Object location annotation records
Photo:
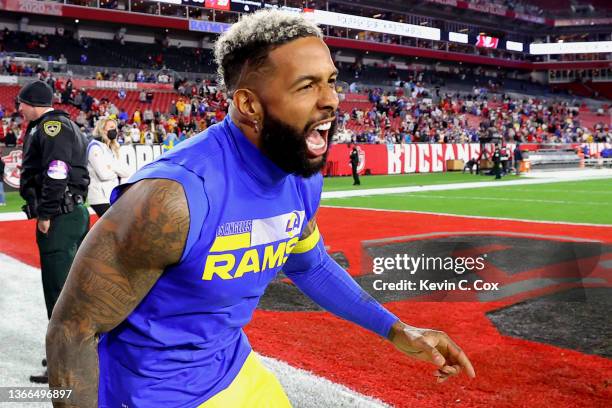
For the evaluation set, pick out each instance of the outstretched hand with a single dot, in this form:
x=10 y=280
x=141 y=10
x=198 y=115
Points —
x=432 y=346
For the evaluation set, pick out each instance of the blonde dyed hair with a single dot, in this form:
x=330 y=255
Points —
x=99 y=132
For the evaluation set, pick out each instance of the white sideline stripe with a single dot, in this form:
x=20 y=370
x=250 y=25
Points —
x=23 y=325
x=20 y=216
x=478 y=217
x=22 y=336
x=540 y=179
x=307 y=390
x=531 y=200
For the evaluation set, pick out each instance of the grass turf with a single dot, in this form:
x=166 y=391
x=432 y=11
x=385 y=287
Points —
x=586 y=201
x=404 y=180
x=13 y=202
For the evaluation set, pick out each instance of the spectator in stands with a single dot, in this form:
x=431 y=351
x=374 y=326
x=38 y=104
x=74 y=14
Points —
x=123 y=116
x=180 y=106
x=10 y=139
x=2 y=196
x=148 y=137
x=147 y=116
x=134 y=133
x=518 y=158
x=105 y=168
x=137 y=117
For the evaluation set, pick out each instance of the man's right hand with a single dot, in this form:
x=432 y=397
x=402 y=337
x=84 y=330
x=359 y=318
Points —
x=432 y=346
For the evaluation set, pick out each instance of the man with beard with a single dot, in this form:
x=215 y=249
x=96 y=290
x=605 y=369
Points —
x=154 y=309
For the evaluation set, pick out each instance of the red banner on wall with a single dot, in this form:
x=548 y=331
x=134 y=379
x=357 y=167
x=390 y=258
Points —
x=92 y=83
x=32 y=7
x=396 y=159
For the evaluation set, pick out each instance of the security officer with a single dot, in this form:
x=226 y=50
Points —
x=54 y=182
x=497 y=162
x=354 y=159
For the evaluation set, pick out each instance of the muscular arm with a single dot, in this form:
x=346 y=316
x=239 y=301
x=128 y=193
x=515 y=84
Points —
x=320 y=278
x=118 y=263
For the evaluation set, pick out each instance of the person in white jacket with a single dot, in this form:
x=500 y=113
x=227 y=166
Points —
x=104 y=165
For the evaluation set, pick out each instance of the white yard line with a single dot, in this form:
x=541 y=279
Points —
x=509 y=199
x=478 y=217
x=534 y=178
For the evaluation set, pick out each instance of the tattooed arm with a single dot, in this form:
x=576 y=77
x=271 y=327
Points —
x=120 y=260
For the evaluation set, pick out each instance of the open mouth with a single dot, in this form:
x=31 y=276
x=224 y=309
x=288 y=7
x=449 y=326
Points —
x=316 y=141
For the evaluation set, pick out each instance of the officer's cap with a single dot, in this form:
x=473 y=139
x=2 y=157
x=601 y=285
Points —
x=36 y=93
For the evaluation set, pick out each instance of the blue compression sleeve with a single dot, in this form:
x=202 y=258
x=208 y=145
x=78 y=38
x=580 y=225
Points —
x=320 y=278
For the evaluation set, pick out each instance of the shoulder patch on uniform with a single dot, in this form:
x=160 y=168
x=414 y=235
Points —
x=52 y=128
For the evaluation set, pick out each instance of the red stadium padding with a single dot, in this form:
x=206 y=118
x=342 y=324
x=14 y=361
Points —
x=510 y=372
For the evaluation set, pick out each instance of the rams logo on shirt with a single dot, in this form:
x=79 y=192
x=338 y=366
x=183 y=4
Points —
x=253 y=246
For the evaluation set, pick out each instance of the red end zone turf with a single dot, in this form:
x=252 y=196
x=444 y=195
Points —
x=510 y=372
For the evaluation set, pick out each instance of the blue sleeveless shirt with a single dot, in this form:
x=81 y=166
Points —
x=184 y=342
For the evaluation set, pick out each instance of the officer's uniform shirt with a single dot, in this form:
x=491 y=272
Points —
x=54 y=156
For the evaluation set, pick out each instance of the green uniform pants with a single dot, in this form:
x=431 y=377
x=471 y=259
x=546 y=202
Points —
x=57 y=250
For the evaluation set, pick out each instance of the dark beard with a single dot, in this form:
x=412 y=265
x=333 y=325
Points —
x=287 y=148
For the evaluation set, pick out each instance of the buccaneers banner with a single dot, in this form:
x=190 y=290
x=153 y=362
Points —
x=373 y=158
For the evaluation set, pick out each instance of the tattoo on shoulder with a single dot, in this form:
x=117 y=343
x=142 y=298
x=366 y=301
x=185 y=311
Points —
x=127 y=251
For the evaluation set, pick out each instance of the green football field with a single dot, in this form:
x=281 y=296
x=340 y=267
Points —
x=587 y=201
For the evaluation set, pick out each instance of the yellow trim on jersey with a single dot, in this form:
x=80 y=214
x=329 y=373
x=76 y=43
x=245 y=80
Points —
x=307 y=243
x=254 y=387
x=231 y=242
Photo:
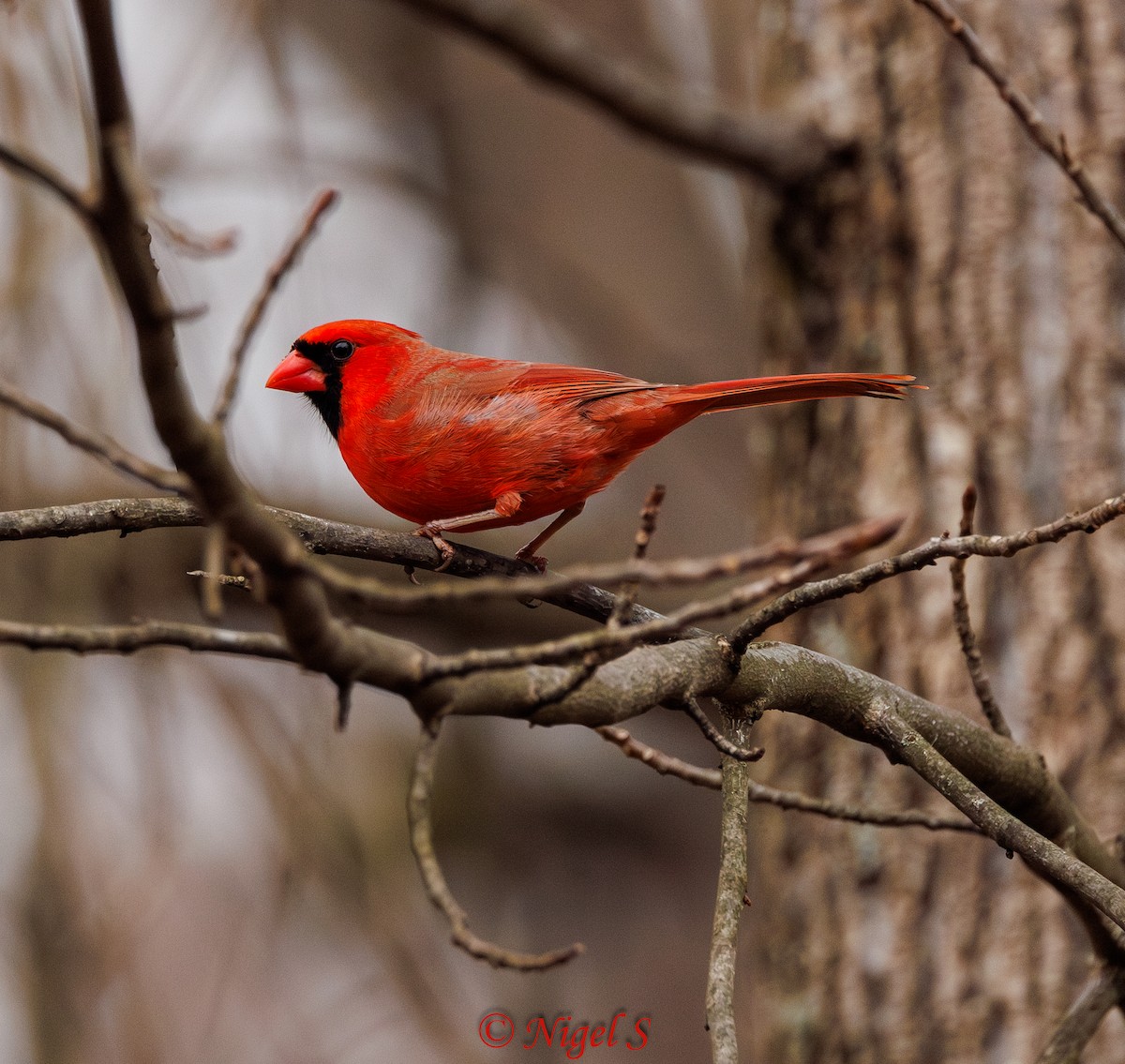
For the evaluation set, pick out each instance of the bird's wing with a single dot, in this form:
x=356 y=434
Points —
x=572 y=382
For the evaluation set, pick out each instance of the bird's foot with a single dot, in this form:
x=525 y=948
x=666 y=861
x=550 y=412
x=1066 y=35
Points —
x=448 y=553
x=537 y=561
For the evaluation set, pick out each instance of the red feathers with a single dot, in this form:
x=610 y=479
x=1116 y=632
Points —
x=456 y=441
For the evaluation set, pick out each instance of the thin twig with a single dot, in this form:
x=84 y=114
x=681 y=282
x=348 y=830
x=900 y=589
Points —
x=186 y=238
x=715 y=738
x=274 y=277
x=847 y=544
x=1085 y=1016
x=493 y=575
x=965 y=625
x=730 y=896
x=1049 y=139
x=101 y=446
x=223 y=579
x=128 y=637
x=419 y=816
x=920 y=558
x=776 y=150
x=49 y=178
x=1042 y=855
x=788 y=800
x=627 y=594
x=214 y=555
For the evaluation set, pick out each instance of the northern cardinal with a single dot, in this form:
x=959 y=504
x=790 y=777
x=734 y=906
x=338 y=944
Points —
x=456 y=441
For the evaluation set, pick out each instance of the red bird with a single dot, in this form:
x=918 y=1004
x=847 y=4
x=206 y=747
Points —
x=457 y=441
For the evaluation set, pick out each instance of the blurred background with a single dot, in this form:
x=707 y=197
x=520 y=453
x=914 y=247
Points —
x=195 y=866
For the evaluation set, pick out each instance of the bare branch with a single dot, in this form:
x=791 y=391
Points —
x=918 y=558
x=758 y=792
x=627 y=596
x=101 y=446
x=1043 y=856
x=128 y=637
x=419 y=815
x=715 y=738
x=572 y=591
x=185 y=238
x=49 y=178
x=274 y=277
x=774 y=148
x=965 y=626
x=842 y=545
x=316 y=637
x=1085 y=1016
x=730 y=896
x=1049 y=139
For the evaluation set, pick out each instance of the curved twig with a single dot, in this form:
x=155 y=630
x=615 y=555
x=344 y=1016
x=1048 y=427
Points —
x=1047 y=139
x=918 y=558
x=274 y=277
x=772 y=147
x=970 y=648
x=715 y=738
x=759 y=793
x=99 y=445
x=417 y=810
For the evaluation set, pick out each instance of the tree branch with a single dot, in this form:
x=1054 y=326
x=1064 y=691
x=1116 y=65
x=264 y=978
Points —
x=774 y=148
x=274 y=277
x=730 y=895
x=1041 y=131
x=128 y=637
x=927 y=555
x=970 y=648
x=1085 y=1016
x=759 y=793
x=417 y=809
x=49 y=178
x=101 y=446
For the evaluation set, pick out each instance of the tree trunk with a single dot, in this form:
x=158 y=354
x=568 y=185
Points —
x=959 y=253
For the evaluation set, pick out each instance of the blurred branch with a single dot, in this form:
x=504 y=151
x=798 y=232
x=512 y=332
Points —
x=627 y=595
x=101 y=446
x=774 y=148
x=274 y=277
x=493 y=575
x=128 y=637
x=730 y=895
x=758 y=792
x=322 y=641
x=962 y=547
x=45 y=175
x=419 y=815
x=717 y=739
x=1085 y=1016
x=1049 y=139
x=970 y=648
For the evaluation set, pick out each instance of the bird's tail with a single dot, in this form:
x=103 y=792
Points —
x=728 y=395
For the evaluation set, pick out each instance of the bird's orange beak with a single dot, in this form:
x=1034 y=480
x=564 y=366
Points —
x=297 y=373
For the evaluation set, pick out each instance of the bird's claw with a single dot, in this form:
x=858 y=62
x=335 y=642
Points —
x=448 y=553
x=537 y=561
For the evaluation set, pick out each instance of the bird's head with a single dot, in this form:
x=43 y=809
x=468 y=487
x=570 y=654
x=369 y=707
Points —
x=327 y=356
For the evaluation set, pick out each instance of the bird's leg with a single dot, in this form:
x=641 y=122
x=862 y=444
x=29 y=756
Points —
x=506 y=505
x=528 y=552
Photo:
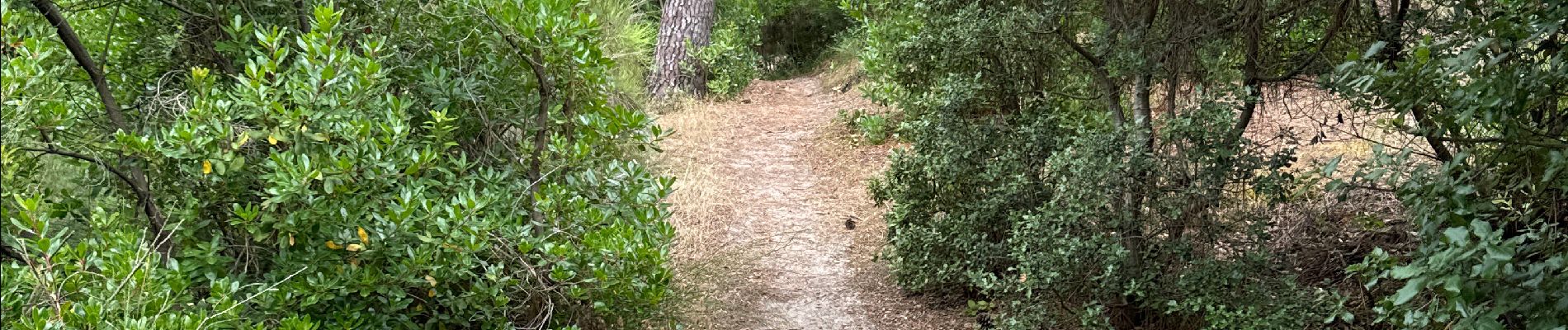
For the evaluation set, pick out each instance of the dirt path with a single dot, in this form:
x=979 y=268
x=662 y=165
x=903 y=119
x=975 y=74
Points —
x=767 y=186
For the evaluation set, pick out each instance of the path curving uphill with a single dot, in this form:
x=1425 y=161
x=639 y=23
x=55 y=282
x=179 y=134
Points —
x=768 y=185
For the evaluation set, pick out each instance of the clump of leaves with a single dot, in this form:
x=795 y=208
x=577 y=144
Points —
x=874 y=129
x=1485 y=90
x=338 y=179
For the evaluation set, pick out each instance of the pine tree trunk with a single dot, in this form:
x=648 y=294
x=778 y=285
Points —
x=684 y=29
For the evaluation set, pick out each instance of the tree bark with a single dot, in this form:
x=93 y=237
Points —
x=132 y=176
x=686 y=29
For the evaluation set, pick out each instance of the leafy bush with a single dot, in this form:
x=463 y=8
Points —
x=874 y=129
x=1484 y=91
x=1054 y=207
x=339 y=179
x=758 y=38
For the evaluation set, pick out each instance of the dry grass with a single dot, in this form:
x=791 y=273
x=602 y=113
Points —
x=705 y=260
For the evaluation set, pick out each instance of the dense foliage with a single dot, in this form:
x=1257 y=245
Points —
x=1084 y=163
x=1485 y=90
x=369 y=166
x=756 y=40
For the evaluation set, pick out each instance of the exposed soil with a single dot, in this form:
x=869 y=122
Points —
x=767 y=186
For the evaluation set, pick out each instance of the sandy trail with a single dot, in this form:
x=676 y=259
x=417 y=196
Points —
x=761 y=216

**The task**
Reproduce the stretch from the line containing "For the evaluation set, pick out each instance of the bare" through the line containing "x=327 y=356", substituting "single point" for "single dot" and leaving everything else unchanged.

**Finished exercise**
For the evaluation set, pick out each instance of the bare branch with a single point, in this form:
x=791 y=391
Points —
x=918 y=558
x=758 y=792
x=627 y=596
x=101 y=446
x=1043 y=856
x=128 y=637
x=419 y=815
x=715 y=738
x=572 y=591
x=185 y=238
x=49 y=178
x=274 y=277
x=774 y=148
x=965 y=626
x=842 y=545
x=316 y=637
x=1085 y=1016
x=730 y=896
x=1049 y=139
For the evaluation set, pick out each instance of the curved twig with a single point, in this form:
x=155 y=630
x=615 y=555
x=344 y=1016
x=1048 y=427
Points —
x=1047 y=139
x=918 y=558
x=274 y=277
x=772 y=147
x=970 y=648
x=715 y=738
x=759 y=793
x=99 y=445
x=417 y=810
For the evaluation set, pick out each instance of the tree branch with a single point, in this form:
x=1054 y=326
x=1064 y=691
x=1116 y=65
x=264 y=978
Points —
x=774 y=148
x=274 y=277
x=730 y=895
x=1041 y=131
x=128 y=637
x=927 y=555
x=970 y=648
x=1085 y=1016
x=759 y=793
x=417 y=809
x=49 y=178
x=101 y=446
For the evaluation set, pick out each instance of the tree trunk with a single point, in this form:
x=158 y=354
x=568 y=185
Points —
x=959 y=253
For the evaluation set, pick out each instance of the blurred branch with a single point, in this form:
x=504 y=151
x=798 y=232
x=512 y=332
Points —
x=627 y=595
x=101 y=446
x=774 y=148
x=274 y=277
x=493 y=575
x=128 y=637
x=730 y=895
x=758 y=792
x=322 y=641
x=962 y=547
x=45 y=175
x=419 y=815
x=717 y=739
x=1085 y=1016
x=1049 y=139
x=970 y=648
For the evaluation set, pick out each instance of the bird's tail with a single point, in this form:
x=103 y=792
Points —
x=728 y=395
For the evaluation set, pick out each instance of the bird's orange beak with a single point, in this form:
x=1034 y=480
x=564 y=366
Points —
x=297 y=373
For the evaluation set, pick out each instance of the bird's claw with a single point, in this form:
x=858 y=62
x=335 y=642
Points —
x=448 y=553
x=537 y=561
For the evaluation set, pick out each instance of the bird's head with a single point, in this form:
x=43 y=809
x=468 y=487
x=570 y=654
x=369 y=707
Points —
x=327 y=356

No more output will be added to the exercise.